→ Task to carry out
Proceed with the passage on structuring services for a joint venture, picking up after its last sentence.

# START OF Text excerpt

There are several key considerations in structuring the provision of services to the joint venture entity. One consideration is determining what expertise and skills the joint venture parties bring to the joint venture. For example, joint ventures often form based on one party being the industry expert (eg, a developer of energy projects) and another party providing the funding for the purpose of the joint venture (eg, an investor providing capital to support the development and construction of new energy projects). In these scenarios, each party’s role in the joint venture will govern how the services to the joint venture are provided.

Another consideration, if applicable, will be where the employees performing the services for or on behalf of the joint venture are employed. The parties will need to decide if the joint venture will have its own employees or if employees of one of the joint venture parties will provide services to the joint venture entity (often through a separate services agreement with the joint venture entity).

# END OF Text excerpt
# START OF Information provided

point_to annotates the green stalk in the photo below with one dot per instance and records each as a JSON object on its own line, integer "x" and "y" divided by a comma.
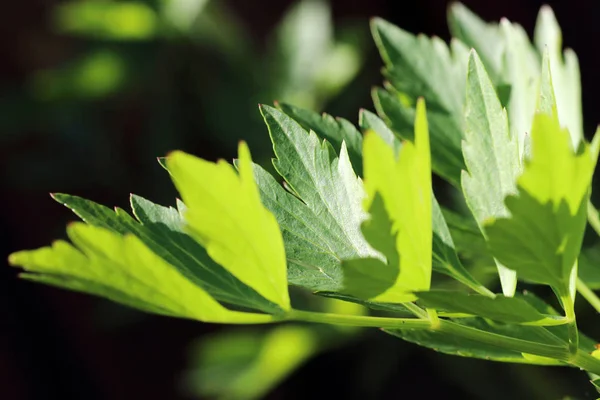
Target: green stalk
{"x": 566, "y": 354}
{"x": 359, "y": 320}
{"x": 593, "y": 217}
{"x": 588, "y": 294}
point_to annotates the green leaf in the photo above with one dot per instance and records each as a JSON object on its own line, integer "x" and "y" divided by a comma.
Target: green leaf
{"x": 369, "y": 277}
{"x": 491, "y": 154}
{"x": 398, "y": 309}
{"x": 459, "y": 346}
{"x": 485, "y": 38}
{"x": 566, "y": 78}
{"x": 446, "y": 158}
{"x": 522, "y": 71}
{"x": 335, "y": 130}
{"x": 328, "y": 212}
{"x": 224, "y": 213}
{"x": 500, "y": 308}
{"x": 161, "y": 230}
{"x": 445, "y": 260}
{"x": 404, "y": 185}
{"x": 123, "y": 269}
{"x": 589, "y": 266}
{"x": 248, "y": 364}
{"x": 312, "y": 249}
{"x": 542, "y": 238}
{"x": 419, "y": 66}
{"x": 369, "y": 121}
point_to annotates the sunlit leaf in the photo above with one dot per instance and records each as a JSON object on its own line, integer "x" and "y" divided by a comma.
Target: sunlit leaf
{"x": 404, "y": 185}
{"x": 505, "y": 309}
{"x": 224, "y": 213}
{"x": 161, "y": 230}
{"x": 542, "y": 238}
{"x": 123, "y": 269}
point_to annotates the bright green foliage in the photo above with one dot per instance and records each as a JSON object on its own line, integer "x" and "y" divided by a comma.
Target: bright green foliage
{"x": 329, "y": 213}
{"x": 246, "y": 364}
{"x": 161, "y": 230}
{"x": 405, "y": 189}
{"x": 418, "y": 66}
{"x": 334, "y": 130}
{"x": 356, "y": 218}
{"x": 542, "y": 239}
{"x": 491, "y": 154}
{"x": 225, "y": 214}
{"x": 123, "y": 269}
{"x": 566, "y": 79}
{"x": 504, "y": 309}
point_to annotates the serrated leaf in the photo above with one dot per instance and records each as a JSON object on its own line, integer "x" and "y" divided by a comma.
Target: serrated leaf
{"x": 247, "y": 364}
{"x": 369, "y": 121}
{"x": 445, "y": 260}
{"x": 446, "y": 158}
{"x": 419, "y": 66}
{"x": 224, "y": 213}
{"x": 486, "y": 38}
{"x": 367, "y": 278}
{"x": 542, "y": 238}
{"x": 311, "y": 248}
{"x": 522, "y": 71}
{"x": 565, "y": 73}
{"x": 491, "y": 154}
{"x": 123, "y": 269}
{"x": 324, "y": 206}
{"x": 335, "y": 130}
{"x": 500, "y": 308}
{"x": 161, "y": 230}
{"x": 404, "y": 184}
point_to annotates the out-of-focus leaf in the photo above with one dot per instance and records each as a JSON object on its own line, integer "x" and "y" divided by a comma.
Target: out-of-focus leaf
{"x": 418, "y": 66}
{"x": 566, "y": 78}
{"x": 127, "y": 20}
{"x": 248, "y": 364}
{"x": 225, "y": 214}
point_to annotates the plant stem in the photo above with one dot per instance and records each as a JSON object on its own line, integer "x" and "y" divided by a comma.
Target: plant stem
{"x": 565, "y": 354}
{"x": 588, "y": 294}
{"x": 593, "y": 217}
{"x": 358, "y": 320}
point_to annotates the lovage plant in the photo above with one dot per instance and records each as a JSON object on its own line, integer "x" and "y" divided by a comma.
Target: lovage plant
{"x": 356, "y": 218}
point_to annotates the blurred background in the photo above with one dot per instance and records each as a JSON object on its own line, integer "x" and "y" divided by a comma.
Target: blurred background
{"x": 92, "y": 91}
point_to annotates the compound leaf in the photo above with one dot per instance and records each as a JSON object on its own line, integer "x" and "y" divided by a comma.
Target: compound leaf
{"x": 513, "y": 310}
{"x": 491, "y": 154}
{"x": 335, "y": 130}
{"x": 123, "y": 269}
{"x": 404, "y": 186}
{"x": 161, "y": 230}
{"x": 542, "y": 238}
{"x": 225, "y": 214}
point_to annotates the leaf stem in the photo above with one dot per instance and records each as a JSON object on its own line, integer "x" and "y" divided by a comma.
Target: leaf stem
{"x": 588, "y": 294}
{"x": 593, "y": 217}
{"x": 564, "y": 354}
{"x": 358, "y": 320}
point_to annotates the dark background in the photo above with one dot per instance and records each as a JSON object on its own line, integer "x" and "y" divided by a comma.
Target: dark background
{"x": 57, "y": 344}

# END OF Information provided

→ Result of this task
Third, there are tax considerations that will be implicated in deciding how services by the members are provided to the joint venture entity. For tax purposes, careful attention will need to be given in determining how funds generated by the joint venture entity flow to the joint venture parties (ie, as distributions from the joint venture entity or as compensation for services by a joint venture party). These decisions may have a significant impact on the overall tax consequences to the joint venture parties.

Employment rights

What impact do statutory employment rights have in joint ventures?

As discussed above, statutory employment rights will generally apply to a joint venture entity only if it has its own employees. As noted above, the joint venture parties often enter into a services agreement with the joint venture entity to provide certain services that would otherwise typically be provided by an entity’s employees. If a joint venture entity has its own employees, the joint venture entity will need to comply with applicable statutory employment rules, such as rules relating to hiring and firing employees, safe workplace environments and any applicable employee benefits and reporting obligations. If a joint venture is formed contractually, rather than via forming a new entity, the joint venture parties should be clear in such documentation how employment obligations, etc, are allocated and can contractually agree to have the intended employer protect the other joint venture party if it becomes statutorily liable to an employee of the intended employer.

Intellectual property rights

How are intellectual property rights generally dealt with on the creation, operation and termination of a joint venture in your jurisdiction?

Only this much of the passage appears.